* WHAT THE EXERCISE ASKS *
Below is a set of records; print all of them exactly as written.

* MATERIAL TO PROCESS *
|---|
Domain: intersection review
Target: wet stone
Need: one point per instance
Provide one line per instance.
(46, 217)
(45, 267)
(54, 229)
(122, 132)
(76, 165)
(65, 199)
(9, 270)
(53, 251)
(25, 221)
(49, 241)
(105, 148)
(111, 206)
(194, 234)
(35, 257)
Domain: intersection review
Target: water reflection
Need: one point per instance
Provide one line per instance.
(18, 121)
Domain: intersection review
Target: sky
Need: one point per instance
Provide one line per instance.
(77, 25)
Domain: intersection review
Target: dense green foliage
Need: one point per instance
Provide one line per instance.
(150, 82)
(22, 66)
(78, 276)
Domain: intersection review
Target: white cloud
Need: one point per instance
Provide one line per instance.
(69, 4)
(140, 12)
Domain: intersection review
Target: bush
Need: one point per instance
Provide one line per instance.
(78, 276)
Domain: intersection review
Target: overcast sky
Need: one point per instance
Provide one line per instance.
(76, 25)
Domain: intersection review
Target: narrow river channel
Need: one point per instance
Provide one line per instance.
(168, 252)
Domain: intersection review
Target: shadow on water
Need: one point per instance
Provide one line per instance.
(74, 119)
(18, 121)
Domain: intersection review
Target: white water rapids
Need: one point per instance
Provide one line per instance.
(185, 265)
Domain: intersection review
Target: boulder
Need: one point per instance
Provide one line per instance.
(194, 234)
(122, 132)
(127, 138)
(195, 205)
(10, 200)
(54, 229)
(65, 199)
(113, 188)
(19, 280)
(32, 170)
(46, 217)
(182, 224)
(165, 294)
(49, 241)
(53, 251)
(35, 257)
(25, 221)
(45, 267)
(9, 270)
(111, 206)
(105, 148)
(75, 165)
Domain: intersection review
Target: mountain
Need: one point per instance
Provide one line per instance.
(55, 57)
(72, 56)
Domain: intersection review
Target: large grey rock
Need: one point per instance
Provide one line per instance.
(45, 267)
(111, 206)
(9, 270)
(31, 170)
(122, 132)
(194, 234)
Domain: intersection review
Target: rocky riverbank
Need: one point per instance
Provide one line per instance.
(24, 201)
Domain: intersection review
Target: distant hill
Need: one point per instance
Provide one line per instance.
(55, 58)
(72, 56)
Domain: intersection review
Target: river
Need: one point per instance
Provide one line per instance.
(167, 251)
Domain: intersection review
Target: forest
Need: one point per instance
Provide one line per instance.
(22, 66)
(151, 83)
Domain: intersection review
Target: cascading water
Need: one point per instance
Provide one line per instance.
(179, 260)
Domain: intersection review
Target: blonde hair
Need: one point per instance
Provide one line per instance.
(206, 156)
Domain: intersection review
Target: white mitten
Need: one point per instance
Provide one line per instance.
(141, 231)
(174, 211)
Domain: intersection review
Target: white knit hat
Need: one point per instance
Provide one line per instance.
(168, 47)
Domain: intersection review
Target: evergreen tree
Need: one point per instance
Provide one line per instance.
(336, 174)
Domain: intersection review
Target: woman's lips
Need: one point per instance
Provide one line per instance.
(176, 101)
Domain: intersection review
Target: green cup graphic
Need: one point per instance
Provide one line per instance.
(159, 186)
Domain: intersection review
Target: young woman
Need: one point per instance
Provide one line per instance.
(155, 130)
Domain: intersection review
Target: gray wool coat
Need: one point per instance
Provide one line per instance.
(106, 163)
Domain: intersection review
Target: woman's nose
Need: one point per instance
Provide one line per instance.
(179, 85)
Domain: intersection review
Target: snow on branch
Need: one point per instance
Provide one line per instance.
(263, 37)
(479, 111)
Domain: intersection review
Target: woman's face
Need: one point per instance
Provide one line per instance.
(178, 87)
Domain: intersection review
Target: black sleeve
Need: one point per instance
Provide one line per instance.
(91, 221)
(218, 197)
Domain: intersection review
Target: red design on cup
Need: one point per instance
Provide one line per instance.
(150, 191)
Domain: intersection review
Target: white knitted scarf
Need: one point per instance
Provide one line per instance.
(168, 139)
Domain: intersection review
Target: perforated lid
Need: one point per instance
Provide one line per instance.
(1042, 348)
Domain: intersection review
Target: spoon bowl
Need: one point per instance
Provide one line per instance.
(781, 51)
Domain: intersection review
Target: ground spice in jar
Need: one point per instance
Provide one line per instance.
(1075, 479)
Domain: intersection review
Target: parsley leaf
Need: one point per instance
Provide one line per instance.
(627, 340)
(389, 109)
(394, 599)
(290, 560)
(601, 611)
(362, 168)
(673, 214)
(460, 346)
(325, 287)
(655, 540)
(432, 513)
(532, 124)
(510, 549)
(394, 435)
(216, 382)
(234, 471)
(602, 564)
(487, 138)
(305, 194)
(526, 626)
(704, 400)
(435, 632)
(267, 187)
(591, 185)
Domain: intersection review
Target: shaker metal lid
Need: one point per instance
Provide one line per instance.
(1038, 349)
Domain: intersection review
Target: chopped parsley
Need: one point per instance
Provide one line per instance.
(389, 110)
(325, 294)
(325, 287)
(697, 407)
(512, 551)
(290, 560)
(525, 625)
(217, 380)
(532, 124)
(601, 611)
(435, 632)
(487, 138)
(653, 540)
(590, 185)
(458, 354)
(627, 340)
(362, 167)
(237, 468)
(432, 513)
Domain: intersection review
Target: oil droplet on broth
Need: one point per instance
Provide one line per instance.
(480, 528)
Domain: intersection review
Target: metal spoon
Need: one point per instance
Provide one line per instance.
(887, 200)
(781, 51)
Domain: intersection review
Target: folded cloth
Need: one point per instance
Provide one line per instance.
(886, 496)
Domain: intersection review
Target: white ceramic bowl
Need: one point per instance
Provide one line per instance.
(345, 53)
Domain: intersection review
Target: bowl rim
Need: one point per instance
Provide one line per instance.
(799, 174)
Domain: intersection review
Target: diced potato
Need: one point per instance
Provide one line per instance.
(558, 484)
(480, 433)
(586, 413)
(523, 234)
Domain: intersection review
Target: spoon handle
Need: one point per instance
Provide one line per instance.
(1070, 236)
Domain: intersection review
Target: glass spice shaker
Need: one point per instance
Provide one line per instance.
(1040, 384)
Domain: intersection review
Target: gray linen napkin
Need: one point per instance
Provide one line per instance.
|---|
* OUTPUT *
Domain: intersection review
Target: wet stone
Need: one point per instance
Provide one line per instance.
(46, 217)
(45, 267)
(54, 229)
(122, 132)
(76, 165)
(65, 199)
(9, 270)
(53, 251)
(25, 221)
(49, 241)
(105, 148)
(111, 206)
(194, 234)
(35, 257)
Domain: intersection review
Target: water reflection
Need: one point per instance
Provide one line per instance.
(18, 121)
Domain: intersection review
Target: sky
Need: one point per instance
Provide one line per instance.
(77, 25)
Domain: intersection review
Target: dense green foliage
Need: one point per instance
Provide one line per instance.
(150, 82)
(22, 66)
(78, 276)
Domain: intersection review
Target: white cloud
Need: one point per instance
Provide one line per instance.
(69, 4)
(140, 12)
Domain: intersection review
Target: bush
Need: one point per instance
Provide one line per instance.
(78, 276)
Domain: intersection review
Target: overcast sky
Need: one point per instance
Provide one line per instance.
(76, 25)
Domain: intersection review
Target: narrow river channel
Need: one point per instance
Provide one line per instance.
(168, 252)
Domain: intersection review
Target: shadow on water
Need: one point per instance
Provide one line per instance.
(74, 119)
(18, 121)
Domain: intersection review
Target: white water rapids
Need: one point per instance
Provide one line per instance.
(185, 265)
Domain: intersection review
Target: boulder
Need: one point per instance
Provide one line per instance.
(194, 234)
(122, 132)
(127, 138)
(195, 205)
(10, 200)
(54, 229)
(65, 199)
(113, 188)
(19, 280)
(32, 170)
(46, 217)
(182, 224)
(165, 294)
(49, 241)
(53, 251)
(35, 257)
(25, 221)
(45, 267)
(9, 270)
(111, 206)
(105, 148)
(75, 165)
Domain: intersection review
Target: mountain
Need: one point per instance
Provide one line per instance.
(55, 57)
(72, 56)
Domain: intersection review
Target: large grey rock
Need: one point per instance
Provide one line per instance.
(45, 267)
(111, 206)
(9, 270)
(31, 170)
(122, 132)
(194, 234)
Domain: intersection review
Target: rocky riverbank
Need: one point per instance
Provide one line per instance.
(24, 201)
Domain: intersection review
Target: distant hill
Need: one point per instance
Provide one line per instance.
(55, 58)
(72, 56)
Domain: intersection review
Target: river
Need: one point per instance
Provide one line per instance.
(167, 251)
Domain: intersection review
Target: forest
Need: one point per instance
Provide one line per instance.
(22, 66)
(151, 83)
Domain: intersection review
Target: cascading water
Need: one point per instance
Provide one line per instance.
(179, 260)
Domain: intersection review
Target: blonde hair
Need: one point per instance
Provide one line per instance.
(206, 156)
Domain: intersection review
Target: white mitten
Need: one point per instance
Provide one line per instance.
(141, 231)
(174, 211)
Domain: intersection review
Target: white knit hat
Need: one point per instance
Provide one line per instance.
(168, 47)
Domain: intersection review
Target: evergreen tree
Need: one point per instance
Provide one line per instance.
(336, 174)
Domain: intersection review
Target: woman's lips
Need: one point per instance
Provide one line per instance.
(176, 101)
Domain: intersection review
Target: green cup graphic
Need: one point per instance
Provide one line per instance.
(159, 186)
Domain: intersection review
Target: young woman
Need: one point per instance
Provide one line per instance.
(155, 130)
Domain: intersection review
Target: gray wool coat
Need: one point per instance
Provide one line per instance.
(106, 163)
Domain: intersection review
Target: woman's nose
Need: one point per instance
Provide one line per instance.
(179, 85)
Domain: intersection review
Target: snow on branch
Need: one point per instance
Provide one line per instance.
(263, 37)
(479, 111)
Domain: intersection review
Target: woman's face
Need: one point per instance
Provide one line per instance.
(178, 87)
Domain: intersection review
Target: black sleeve
Need: one point per instance
Provide one line per instance.
(91, 221)
(218, 197)
Domain: intersection review
Target: red design on cup
Need: one point per instance
Provide one line per instance.
(150, 191)
Domain: intersection review
Target: white knitted scarf
Need: one point per instance
Provide one line per instance.
(168, 139)
Domain: intersection review
Target: perforated lid
Need: one point per instance
Provide one line per instance.
(1042, 348)
Domain: intersection review
Target: spoon bowl
Need: one point per instance
Provide one line per instance.
(781, 51)
Domain: intersection review
Target: ground spice in jar
Need: one point per instance
Provide one line per instance.
(1075, 479)
Domain: intersection review
Target: parsley leaf
Need: one point per instance
Provide one line per instance.
(627, 340)
(389, 109)
(394, 599)
(290, 560)
(601, 611)
(362, 168)
(673, 214)
(460, 346)
(325, 287)
(655, 540)
(432, 513)
(532, 124)
(510, 549)
(394, 435)
(216, 382)
(234, 471)
(602, 564)
(487, 138)
(305, 194)
(526, 626)
(704, 400)
(435, 632)
(267, 187)
(591, 185)
Domain: intersection review
Target: shaker metal lid
Need: one point per instance
Provide one line per instance.
(1038, 349)
Domain: intersection review
Target: chopped parsley
Need: one point per instance
Provide one line per instance.
(389, 110)
(325, 294)
(325, 287)
(697, 407)
(512, 551)
(290, 560)
(525, 625)
(217, 380)
(532, 124)
(601, 611)
(435, 632)
(487, 138)
(653, 540)
(590, 185)
(458, 354)
(627, 340)
(362, 167)
(237, 468)
(432, 513)
Domain: intersection review
Target: oil droplet on broth
Need: one point per instance
Provide one line per instance.
(480, 528)
Domain: intersection review
Target: metal spoon
Need: one point per instance
Provide one line per instance.
(887, 200)
(781, 51)
Domain: intersection review
Target: folded cloth
Need: one point per instance
Provide one line per instance.
(886, 496)
Domain: intersection review
Target: white ceramic bowl
Need: one point per instance
Provide one line per instance.
(345, 53)
Domain: intersection review
Target: bowl rim
Need: one point per instance
Provide one line per instance.
(799, 174)
Domain: intersection review
Target: diced potato
Need: one point per instance
Provide one line per instance.
(558, 484)
(480, 433)
(586, 413)
(523, 234)
Domain: intersection review
Target: spoon handle
Need: one point per instance
Provide one line per instance.
(1070, 236)
Domain: intersection review
Target: glass spice shaker
Need: one point per instance
Provide one line per instance.
(1040, 384)
Domain: intersection review
Target: gray linen napkin
Need: one point per instance
Provide one line per instance.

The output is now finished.